**Set task:** Write out the records below word for word, please.

**Listed records:**
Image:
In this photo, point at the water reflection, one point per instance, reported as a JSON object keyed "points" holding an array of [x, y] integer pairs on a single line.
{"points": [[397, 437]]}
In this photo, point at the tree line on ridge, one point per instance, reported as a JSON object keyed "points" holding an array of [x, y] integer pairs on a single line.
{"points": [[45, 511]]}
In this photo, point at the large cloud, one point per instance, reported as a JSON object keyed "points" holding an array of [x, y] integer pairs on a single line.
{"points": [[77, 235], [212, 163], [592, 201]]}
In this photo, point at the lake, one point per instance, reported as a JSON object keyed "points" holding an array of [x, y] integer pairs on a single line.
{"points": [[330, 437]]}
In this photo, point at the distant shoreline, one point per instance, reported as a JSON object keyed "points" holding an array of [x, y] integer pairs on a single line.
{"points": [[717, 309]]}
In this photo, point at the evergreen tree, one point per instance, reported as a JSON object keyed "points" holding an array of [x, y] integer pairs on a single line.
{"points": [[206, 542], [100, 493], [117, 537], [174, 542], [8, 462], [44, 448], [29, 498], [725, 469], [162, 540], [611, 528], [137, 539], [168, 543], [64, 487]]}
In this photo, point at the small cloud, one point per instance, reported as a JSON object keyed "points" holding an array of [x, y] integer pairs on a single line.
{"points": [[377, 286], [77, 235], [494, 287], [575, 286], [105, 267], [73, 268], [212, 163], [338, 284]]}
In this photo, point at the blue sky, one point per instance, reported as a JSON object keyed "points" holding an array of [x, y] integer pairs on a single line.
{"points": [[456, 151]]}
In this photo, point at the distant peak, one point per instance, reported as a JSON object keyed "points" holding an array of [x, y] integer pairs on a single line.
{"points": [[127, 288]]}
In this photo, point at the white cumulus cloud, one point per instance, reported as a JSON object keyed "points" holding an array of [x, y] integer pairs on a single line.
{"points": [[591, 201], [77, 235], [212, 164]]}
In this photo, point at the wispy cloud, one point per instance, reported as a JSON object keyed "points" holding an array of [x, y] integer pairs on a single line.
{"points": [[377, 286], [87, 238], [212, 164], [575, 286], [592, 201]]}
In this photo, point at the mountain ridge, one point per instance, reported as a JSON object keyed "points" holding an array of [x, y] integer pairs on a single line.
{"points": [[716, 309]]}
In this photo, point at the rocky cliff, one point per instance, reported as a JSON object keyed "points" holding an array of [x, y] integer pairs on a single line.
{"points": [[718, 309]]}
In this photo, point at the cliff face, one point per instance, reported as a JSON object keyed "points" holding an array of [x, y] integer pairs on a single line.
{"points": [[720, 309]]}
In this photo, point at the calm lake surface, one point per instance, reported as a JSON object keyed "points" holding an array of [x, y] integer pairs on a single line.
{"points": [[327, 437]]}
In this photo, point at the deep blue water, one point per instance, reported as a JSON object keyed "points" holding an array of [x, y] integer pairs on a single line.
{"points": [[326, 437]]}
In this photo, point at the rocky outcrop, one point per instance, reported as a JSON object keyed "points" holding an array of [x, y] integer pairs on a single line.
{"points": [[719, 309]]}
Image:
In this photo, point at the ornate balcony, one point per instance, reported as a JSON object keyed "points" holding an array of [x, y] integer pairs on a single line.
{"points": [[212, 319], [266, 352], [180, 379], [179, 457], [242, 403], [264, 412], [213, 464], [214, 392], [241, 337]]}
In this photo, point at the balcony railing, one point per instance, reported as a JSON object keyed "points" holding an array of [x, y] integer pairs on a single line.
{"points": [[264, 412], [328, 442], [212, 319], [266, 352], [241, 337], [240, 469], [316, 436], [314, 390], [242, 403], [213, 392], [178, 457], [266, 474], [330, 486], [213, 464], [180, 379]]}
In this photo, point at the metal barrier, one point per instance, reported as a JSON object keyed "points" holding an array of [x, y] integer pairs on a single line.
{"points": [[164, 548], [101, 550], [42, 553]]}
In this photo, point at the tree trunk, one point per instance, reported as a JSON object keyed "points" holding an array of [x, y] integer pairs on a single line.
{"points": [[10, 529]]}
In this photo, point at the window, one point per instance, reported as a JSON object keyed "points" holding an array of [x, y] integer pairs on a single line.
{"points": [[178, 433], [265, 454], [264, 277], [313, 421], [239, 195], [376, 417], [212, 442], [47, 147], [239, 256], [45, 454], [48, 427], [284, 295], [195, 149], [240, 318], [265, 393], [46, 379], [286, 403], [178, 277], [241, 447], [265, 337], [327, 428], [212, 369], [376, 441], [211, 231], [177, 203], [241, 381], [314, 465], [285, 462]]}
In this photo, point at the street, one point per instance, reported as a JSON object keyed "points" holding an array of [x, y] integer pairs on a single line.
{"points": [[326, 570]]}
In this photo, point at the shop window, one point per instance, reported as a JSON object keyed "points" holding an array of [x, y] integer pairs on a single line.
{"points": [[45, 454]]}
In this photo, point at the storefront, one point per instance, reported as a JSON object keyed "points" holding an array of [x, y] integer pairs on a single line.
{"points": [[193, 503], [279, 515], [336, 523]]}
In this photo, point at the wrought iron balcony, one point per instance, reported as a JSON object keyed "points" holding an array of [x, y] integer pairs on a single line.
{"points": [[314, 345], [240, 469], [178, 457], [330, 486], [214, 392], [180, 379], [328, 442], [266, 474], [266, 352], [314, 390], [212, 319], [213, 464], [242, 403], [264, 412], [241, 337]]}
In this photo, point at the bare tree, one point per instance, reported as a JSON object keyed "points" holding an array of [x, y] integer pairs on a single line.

**Written solution:**
Image:
In this photo, point at the water reflection, one point per instance, reported as a JSON object keyed "points" holding an array of [x, y] integer pairs on a single line.
{"points": [[397, 437]]}
In this photo, point at the tree line on ridge, one point per instance, reported as a JSON object keyed "points" holding an array of [x, y] integer pairs on a single line.
{"points": [[45, 511]]}
In this photo, point at the large cloud, one point per instance, reported as a JSON object keyed "points" holding an array of [x, y] integer pairs on a single line.
{"points": [[77, 235], [212, 163], [592, 201]]}
In this photo, point at the lake, one point per instance, reported as a JSON object keyed "points" holding an array of [x, y] integer pairs on a single line.
{"points": [[330, 437]]}
In this photo, point at the distant shoreline, one point per instance, reported as a JSON object keyed "points" holding an array of [x, y] integer pairs on a single line.
{"points": [[717, 309]]}
In this photo, point at the evergreen tree, one point per instance, reported as a JSON object keyed "points" holding an array of [x, y] integer pairs on a single line.
{"points": [[206, 542], [100, 493], [117, 537], [174, 542], [8, 462], [44, 448], [29, 498], [725, 469], [162, 540], [611, 528], [137, 539], [168, 543], [64, 487]]}
In this photo, point at the small cloud, one point per instance, reported as a JSON object keyed "points" holding an array of [x, y] integer pairs on a single line.
{"points": [[377, 286], [77, 235], [494, 287], [575, 286], [105, 267], [73, 268], [212, 163], [338, 284]]}
In this photo, point at the blue sky, one point per instance, reported as a JSON object keyed "points" holding an array of [x, y] integer pairs on a single line.
{"points": [[456, 151]]}
In this photo, point at the distant peak, one point per instance, reported as a JSON object keyed "points" holding an array of [x, y] integer pairs on a single line.
{"points": [[127, 288]]}
In this photo, point at the white cumulus cloud, one point per instance, reported as a JSON object keyed "points" holding an array of [x, y] integer pairs on a single line.
{"points": [[591, 201], [77, 235], [212, 164]]}
In this photo, point at the wispy cloud, one point per instance, reported as a JSON object keyed "points" holding an array of [x, y] integer pairs on a single line.
{"points": [[377, 286], [87, 238], [212, 164], [575, 286], [592, 201]]}
In this photo, point at the mountain ridge, one point per instance, reported as a JSON object keyed "points" holding an array of [x, y] integer pairs on a single line.
{"points": [[716, 309]]}
In this photo, point at the rocky cliff, one point per instance, reported as a JSON object keyed "points" holding an array of [x, y] integer pairs on a single line.
{"points": [[718, 309]]}
In this photo, point at the cliff face, one point per instance, reported as a JSON object keyed "points" holding an array of [x, y] integer pairs on a single line.
{"points": [[720, 309]]}
In this photo, point at the calm lake surface, one point per instance, reported as a JSON object keyed "points" holding an array of [x, y] integer pairs on a single line.
{"points": [[327, 437]]}
In this photo, point at the deep blue water, one point per instance, reported as a JSON object keyed "points" holding an array of [x, y] integer pairs on a single line.
{"points": [[326, 437]]}
In this photo, point at the rocky outcrop, one point per instance, reported as a JSON object keyed "points" holding an array of [x, y] integer pairs on a single line.
{"points": [[719, 309]]}
Image:
In this photo, point at the ornate balcony, one point per instance, reported as a JSON object keyed "points" holding an array of [x, y] integer pairs on a single line.
{"points": [[212, 319], [266, 352], [180, 379], [179, 457], [242, 403], [264, 412], [213, 464], [214, 392], [241, 337]]}
In this photo, point at the balcony railing, one point per instance, reported as a JSON object keyed "points" holding an array of [x, y] integer pairs on a single line.
{"points": [[264, 412], [328, 442], [212, 319], [266, 352], [241, 337], [240, 469], [316, 436], [314, 390], [242, 403], [213, 392], [178, 457], [266, 474], [330, 486], [213, 464], [180, 379]]}
In this photo, point at the metal barrier, one point per instance, reported as a JSON object keyed "points" holding an array of [x, y] integer pairs on a single line.
{"points": [[164, 548], [101, 550], [42, 553]]}
In this photo, point at the tree trunk, one point per instance, reported as a JSON object keyed "points" holding an array of [x, y] integer pairs on a single line.
{"points": [[10, 529]]}
In this photo, point at the window, one point per instance, reported as a JSON object keyed "points" holding an array of [x, y] integer pairs on a single line.
{"points": [[178, 433], [265, 454], [264, 277], [313, 421], [239, 195], [376, 417], [212, 442], [47, 147], [239, 256], [45, 454], [48, 427], [284, 295], [195, 149], [240, 318], [265, 393], [46, 379], [286, 403], [178, 277], [241, 447], [265, 337], [327, 428], [212, 369], [376, 441], [211, 231], [177, 203], [241, 381], [314, 465], [285, 462]]}
In this photo, point at the street, one point per instance, reported as a JSON object keyed "points" holding an array of [x, y] integer pairs on a single line.
{"points": [[326, 570]]}
In this photo, point at the shop window, one point per instance, reported as a JSON object keyed "points" holding an array of [x, y] integer pairs on a single line.
{"points": [[45, 454]]}
In this photo, point at the storefront, one point per instance, reported as a JSON object keyed "points" holding an array of [x, y] integer pairs on a single line.
{"points": [[193, 503], [279, 515], [336, 523]]}
In this photo, point at the wrought iron balcony, one point per instance, reported as a JSON object keyed "points" holding an array of [x, y] integer pairs on a single line.
{"points": [[314, 345], [240, 469], [178, 457], [330, 486], [214, 392], [180, 379], [328, 442], [266, 474], [266, 352], [314, 390], [212, 319], [213, 464], [242, 403], [264, 412], [241, 337]]}
In this photo, point at the bare tree, one point per instance, reported as a JSON object keyed "points" holding an array of [x, y] integer pairs on a single line.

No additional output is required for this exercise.